#### Problem statement:
Look through the lines below and extract each one that contains "dining".

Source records

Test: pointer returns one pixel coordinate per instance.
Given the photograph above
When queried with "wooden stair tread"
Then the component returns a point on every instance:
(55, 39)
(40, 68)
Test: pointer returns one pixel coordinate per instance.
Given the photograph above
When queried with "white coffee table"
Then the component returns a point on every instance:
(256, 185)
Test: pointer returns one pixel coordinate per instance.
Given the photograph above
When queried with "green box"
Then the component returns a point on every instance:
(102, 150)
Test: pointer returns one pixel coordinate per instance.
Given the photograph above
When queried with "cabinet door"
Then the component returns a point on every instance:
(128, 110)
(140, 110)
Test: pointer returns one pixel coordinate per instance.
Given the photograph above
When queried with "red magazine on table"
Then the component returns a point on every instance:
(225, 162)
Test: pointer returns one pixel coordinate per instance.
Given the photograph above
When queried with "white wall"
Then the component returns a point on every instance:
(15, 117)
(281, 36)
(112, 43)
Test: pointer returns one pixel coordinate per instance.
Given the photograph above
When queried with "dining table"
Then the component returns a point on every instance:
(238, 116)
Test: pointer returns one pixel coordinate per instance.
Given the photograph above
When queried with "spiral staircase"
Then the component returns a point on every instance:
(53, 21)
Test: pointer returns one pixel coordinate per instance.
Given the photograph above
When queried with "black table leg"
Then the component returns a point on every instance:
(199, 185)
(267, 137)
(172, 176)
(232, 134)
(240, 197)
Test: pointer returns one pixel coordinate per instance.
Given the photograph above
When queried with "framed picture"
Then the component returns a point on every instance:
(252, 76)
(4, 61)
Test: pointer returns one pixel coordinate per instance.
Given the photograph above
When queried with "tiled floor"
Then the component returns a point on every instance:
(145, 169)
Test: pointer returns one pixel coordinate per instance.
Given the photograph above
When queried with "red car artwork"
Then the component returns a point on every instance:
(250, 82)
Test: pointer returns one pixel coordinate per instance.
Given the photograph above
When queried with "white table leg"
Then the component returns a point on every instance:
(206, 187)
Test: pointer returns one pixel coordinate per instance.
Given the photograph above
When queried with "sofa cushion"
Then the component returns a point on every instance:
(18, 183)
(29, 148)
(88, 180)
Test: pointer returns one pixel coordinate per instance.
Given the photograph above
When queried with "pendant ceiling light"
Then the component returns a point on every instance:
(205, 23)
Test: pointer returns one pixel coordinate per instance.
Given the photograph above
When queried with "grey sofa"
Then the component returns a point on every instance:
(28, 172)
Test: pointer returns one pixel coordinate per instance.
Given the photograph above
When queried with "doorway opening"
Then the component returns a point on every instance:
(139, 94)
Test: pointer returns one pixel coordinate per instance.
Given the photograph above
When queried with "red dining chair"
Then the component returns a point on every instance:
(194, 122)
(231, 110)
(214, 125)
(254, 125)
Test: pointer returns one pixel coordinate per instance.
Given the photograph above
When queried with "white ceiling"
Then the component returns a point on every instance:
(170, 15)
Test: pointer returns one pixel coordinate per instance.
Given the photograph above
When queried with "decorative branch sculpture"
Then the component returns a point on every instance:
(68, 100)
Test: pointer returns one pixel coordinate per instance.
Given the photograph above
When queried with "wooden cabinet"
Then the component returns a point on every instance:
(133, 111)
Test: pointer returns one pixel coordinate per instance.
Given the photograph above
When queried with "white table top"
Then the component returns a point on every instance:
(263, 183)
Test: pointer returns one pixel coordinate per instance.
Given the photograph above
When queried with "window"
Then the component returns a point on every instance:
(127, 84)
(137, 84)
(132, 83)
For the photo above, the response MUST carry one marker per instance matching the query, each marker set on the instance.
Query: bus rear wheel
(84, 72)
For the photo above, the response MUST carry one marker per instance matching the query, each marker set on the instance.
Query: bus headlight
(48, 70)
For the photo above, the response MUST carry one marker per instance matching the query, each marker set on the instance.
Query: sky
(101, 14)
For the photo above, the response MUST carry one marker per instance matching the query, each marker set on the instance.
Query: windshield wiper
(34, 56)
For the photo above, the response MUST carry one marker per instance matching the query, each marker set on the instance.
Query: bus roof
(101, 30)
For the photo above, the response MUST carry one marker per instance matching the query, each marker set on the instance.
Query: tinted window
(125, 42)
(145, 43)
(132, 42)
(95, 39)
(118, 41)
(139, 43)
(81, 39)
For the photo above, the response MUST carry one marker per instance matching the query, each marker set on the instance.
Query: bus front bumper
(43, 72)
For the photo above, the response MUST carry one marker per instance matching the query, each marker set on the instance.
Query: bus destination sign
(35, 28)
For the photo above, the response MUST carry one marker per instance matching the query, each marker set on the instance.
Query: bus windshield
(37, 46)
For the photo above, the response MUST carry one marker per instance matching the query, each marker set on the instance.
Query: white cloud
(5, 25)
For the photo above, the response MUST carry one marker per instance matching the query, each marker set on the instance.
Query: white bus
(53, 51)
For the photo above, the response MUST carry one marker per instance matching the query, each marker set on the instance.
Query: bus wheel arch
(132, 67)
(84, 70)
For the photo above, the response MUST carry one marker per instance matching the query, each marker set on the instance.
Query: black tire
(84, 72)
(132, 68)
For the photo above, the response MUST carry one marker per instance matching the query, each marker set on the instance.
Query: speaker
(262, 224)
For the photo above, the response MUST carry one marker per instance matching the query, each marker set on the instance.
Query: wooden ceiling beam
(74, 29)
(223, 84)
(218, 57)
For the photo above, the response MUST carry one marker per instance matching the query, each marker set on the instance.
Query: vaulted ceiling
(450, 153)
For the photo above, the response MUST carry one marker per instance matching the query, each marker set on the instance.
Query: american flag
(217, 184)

#### Task answer:
When queried with "dining table"
When queried with "red dining chair"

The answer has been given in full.